[Work required]:
Every entry below is to be retyped exactly as it stands.

[Provided records]:
------------------------------

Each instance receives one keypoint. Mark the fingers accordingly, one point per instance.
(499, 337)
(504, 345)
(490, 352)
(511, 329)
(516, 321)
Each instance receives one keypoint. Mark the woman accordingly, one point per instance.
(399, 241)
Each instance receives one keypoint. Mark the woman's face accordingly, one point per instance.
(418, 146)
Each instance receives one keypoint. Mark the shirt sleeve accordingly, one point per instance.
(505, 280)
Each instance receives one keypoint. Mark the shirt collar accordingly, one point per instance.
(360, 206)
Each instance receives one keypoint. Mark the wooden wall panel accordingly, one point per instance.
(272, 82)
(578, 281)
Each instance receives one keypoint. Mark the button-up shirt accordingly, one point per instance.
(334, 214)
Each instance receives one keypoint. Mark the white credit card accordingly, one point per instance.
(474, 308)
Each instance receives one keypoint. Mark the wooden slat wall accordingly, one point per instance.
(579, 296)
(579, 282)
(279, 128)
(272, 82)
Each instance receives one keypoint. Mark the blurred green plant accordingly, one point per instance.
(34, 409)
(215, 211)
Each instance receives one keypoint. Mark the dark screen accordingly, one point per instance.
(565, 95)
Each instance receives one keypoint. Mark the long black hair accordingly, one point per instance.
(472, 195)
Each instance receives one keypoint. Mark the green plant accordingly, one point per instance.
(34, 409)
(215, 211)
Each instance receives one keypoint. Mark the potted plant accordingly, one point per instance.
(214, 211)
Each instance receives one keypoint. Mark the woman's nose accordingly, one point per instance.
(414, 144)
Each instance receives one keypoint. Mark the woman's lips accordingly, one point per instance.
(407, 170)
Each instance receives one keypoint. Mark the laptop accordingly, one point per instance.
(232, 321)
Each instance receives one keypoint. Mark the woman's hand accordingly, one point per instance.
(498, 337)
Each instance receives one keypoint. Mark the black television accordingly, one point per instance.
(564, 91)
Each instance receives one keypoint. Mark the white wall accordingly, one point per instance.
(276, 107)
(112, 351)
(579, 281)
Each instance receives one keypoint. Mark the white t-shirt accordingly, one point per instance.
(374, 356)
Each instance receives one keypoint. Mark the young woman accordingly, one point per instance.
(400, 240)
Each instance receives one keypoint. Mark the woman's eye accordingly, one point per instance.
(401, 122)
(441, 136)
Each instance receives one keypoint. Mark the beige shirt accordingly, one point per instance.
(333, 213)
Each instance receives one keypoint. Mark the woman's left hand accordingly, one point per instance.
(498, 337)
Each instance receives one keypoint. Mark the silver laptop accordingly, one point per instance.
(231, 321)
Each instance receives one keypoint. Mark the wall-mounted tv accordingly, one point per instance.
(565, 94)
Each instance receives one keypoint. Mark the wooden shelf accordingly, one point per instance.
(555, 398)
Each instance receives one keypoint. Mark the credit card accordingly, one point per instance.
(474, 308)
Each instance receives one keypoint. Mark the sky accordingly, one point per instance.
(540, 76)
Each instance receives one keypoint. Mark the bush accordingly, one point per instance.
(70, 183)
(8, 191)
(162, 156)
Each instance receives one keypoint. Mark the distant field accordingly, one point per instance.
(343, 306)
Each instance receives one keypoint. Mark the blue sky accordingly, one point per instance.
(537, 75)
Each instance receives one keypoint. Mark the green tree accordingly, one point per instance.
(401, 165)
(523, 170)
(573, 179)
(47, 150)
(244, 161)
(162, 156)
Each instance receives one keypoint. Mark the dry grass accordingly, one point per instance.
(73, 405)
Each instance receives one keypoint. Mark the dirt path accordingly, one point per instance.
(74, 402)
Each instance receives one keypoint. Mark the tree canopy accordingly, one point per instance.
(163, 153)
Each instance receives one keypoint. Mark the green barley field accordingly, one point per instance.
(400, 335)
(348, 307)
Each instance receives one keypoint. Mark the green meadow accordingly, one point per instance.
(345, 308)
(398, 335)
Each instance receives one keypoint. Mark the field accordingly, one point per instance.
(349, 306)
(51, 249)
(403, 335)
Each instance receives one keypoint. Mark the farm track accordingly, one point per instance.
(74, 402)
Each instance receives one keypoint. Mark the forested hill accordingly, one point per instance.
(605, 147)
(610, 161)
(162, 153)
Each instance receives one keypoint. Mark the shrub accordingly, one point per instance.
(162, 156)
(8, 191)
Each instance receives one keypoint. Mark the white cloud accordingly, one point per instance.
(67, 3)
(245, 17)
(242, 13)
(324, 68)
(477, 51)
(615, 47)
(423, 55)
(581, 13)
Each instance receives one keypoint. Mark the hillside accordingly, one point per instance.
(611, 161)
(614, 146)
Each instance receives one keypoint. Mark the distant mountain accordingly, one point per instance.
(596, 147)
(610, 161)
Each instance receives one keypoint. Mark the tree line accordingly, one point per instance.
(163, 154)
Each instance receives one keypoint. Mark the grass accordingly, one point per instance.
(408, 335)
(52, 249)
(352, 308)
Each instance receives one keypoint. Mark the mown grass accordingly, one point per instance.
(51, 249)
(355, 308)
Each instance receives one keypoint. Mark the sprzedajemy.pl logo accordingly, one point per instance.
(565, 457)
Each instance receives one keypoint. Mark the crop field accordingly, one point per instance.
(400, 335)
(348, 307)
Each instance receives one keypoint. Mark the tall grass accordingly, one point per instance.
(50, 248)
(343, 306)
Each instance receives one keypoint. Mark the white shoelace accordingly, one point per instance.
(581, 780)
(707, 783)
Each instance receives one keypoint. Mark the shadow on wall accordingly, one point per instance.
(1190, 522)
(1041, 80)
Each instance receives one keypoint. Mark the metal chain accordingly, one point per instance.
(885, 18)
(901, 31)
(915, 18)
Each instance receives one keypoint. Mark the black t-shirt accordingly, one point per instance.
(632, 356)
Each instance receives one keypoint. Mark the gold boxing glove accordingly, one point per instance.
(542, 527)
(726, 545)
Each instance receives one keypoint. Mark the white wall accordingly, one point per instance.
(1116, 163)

------------------------------

[Result of this task]:
Each instance receives one keypoint. Mark the fingers accordingly, one point per instance.
(499, 337)
(504, 345)
(490, 352)
(511, 329)
(516, 321)
Each instance receives one keypoint. Mark the woman accordingly, one point per instance.
(399, 241)
Each instance receives one keypoint. Mark the woman's face accordingly, one point per instance.
(418, 146)
Each instance receives one keypoint. Mark the shirt sleeve accordingly, one point per instance.
(505, 280)
Each instance receives one keypoint. Mark the shirt collar accordingly, one point per instance.
(360, 206)
Each instance receives one keypoint. Mark the wooden wall panel accordingly, one point per instance.
(272, 82)
(578, 281)
Each instance receives one keypoint. Mark the button-up shirt accordingly, one point per instance.
(334, 214)
Each instance receives one keypoint. Mark the white credit card accordingly, one point per instance.
(474, 308)
Each instance receives one keypoint. Mark the wooden slat wall accordingly, one point per instance.
(579, 296)
(579, 282)
(279, 128)
(272, 82)
Each instance receives one keypoint. Mark the blurred green plant accordingly, one point per instance.
(34, 409)
(215, 211)
Each instance receives one keypoint. Mark the dark screen accordingly, one point per instance.
(565, 95)
Each instance receives one keypoint. Mark the long black hair accordingly, one point per instance.
(472, 195)
Each instance receives one keypoint. Mark the green plant accordingly, one point per instance.
(34, 409)
(215, 211)
Each instance receives one keypoint. Mark the potted plant accordingly, one point per instance.
(214, 211)
Each instance receives one keypoint. Mark the woman's nose accordingly, one point per instance.
(414, 144)
Each instance receives one keypoint. Mark the woman's lips accordingly, one point per instance.
(407, 170)
Each instance receives one keypoint. Mark the laptop accordingly, one point per instance.
(232, 321)
Each instance receives one keypoint. Mark the woman's hand accordingly, one point per instance.
(498, 337)
Each instance receives one keypoint. Mark the black television accordingly, one point per instance.
(564, 91)
Each instance receives one keypoint. Mark the white wall accordingly, one point per instance.
(276, 107)
(112, 351)
(579, 281)
Each instance receives one keypoint. Mark the white t-shirt accordingly, one point per instance.
(374, 356)
Each instance receives one keypoint. Mark the young woman accordingly, one point per instance.
(400, 240)
Each instance receives one keypoint. Mark the woman's eye accordingly, one point per instance.
(401, 122)
(441, 136)
Each instance receives one keypoint. Mark the beige shirt accordingly, one point per instance.
(333, 213)
Each instance receives one keypoint. Mark the woman's left hand accordingly, one point per instance.
(498, 337)
Each instance receives one keypoint. Mark the silver laptop accordingly, one point per instance.
(231, 321)
Each instance receives one keypoint. Mark the wall-mounted tv accordingly, one point per instance.
(565, 94)
Each instance receives one keypoint. Mark the wooden shelf accordingly, one point per instance.
(555, 398)
Each instance receives one keypoint. Mark the credit card accordingly, one point per instance.
(474, 308)
Each instance receives one keypoint. Mark the sky accordingly, one point per instance.
(540, 76)
Each instance receives one keypoint. Mark the bush accordingly, one point per instance.
(70, 183)
(8, 191)
(162, 156)
Each instance receives one keypoint. Mark the distant field accordingly, one point per instance.
(343, 306)
Each instance receives one keypoint. Mark the blue sky accordingly, one point per instance.
(537, 75)
Each instance receives one keypoint. Mark the green tree accordingly, one point per instance.
(401, 165)
(523, 170)
(573, 179)
(47, 150)
(244, 161)
(162, 156)
Each instance receives one keypoint. Mark the dry grass accordingly, one point per instance.
(73, 405)
Each instance receives one keypoint. Mark the dirt path accordingly, one point per instance.
(74, 402)
Each instance receives one keypoint. Mark the tree canopy accordingly, one point per instance.
(163, 153)
Each instance receives one keypoint. Mark the green barley field accordingly, one point per instance.
(400, 335)
(348, 307)
Each instance receives one keypoint. Mark the green meadow accordingly, one point per instance.
(345, 308)
(398, 335)
Each instance receives one keypoint. Mark the field accordingly, one point per instance.
(349, 306)
(51, 249)
(403, 335)
Each instance receives one keypoint. Mark the farm track accordingly, one point per instance.
(74, 402)
Each instance receives one keypoint. Mark the forested hill accordingly, one point per instance.
(605, 147)
(610, 161)
(162, 153)
Each instance receives one keypoint. Mark the shrub accordingly, one point per instance.
(162, 156)
(8, 191)
Each instance receives one keypoint. Mark the white cloud accordingly, one point per instance.
(67, 3)
(245, 17)
(242, 13)
(324, 68)
(477, 51)
(615, 47)
(423, 55)
(581, 13)
Each instance receives one keypoint. Mark the hillside accordingly, one point per instance.
(611, 161)
(614, 146)
Each instance receives one keypoint. Mark the distant mountain accordingly, one point per instance.
(596, 147)
(610, 161)
Each instance receives one keypoint. Mark the tree line accordingly, one point per instance.
(163, 154)
Each instance receives one keypoint. Mark the grass accordingly, one point per instance.
(408, 335)
(52, 249)
(352, 308)
Each instance receives one keypoint. Mark the mown grass accordingly, one point per instance.
(51, 249)
(355, 308)
Each instance receives one keypoint. Mark the sprzedajemy.pl logo accordingly, one point per instance.
(565, 457)
Each instance receives one keypoint. Mark the crop field accordingly, one point per instance.
(400, 335)
(348, 307)
Each instance receives one keypoint. Mark the tall grass accordingly, one point per instance.
(50, 248)
(343, 306)
Each instance receives one keypoint. Mark the white shoelace accordingly, one point per instance.
(581, 780)
(707, 783)
Each instance receives one keypoint. Mark the shadow on wall accordingly, one point per instance.
(1190, 522)
(1041, 80)
Each instance receives one keypoint. Mark the metal chain accordingly, one point per instance.
(885, 18)
(901, 31)
(915, 18)
Each instance receives one keypoint. Mark the black t-shirt accordingly, one point per instance.
(632, 356)
Each instance receives one keypoint. Mark the gold boxing glove accordingly, one point per instance.
(542, 527)
(726, 545)
Each instance receives one keypoint. Mark the white wall accordingly, one point per instance.
(1116, 163)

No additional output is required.